-- Problem description --
Arrange all of the rows below as a numbered list and leave out any blank lines.

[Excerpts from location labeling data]
****************************************

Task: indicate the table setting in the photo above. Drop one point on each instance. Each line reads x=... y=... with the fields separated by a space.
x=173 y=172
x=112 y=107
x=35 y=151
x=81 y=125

****************************************

-- Response to the task --
1. Task: indicate the table setting in the photo above. Drop one point on each instance. Each line reads x=... y=... with the fields separated by a space.
2. x=173 y=172
3. x=112 y=107
4. x=35 y=151
5. x=81 y=125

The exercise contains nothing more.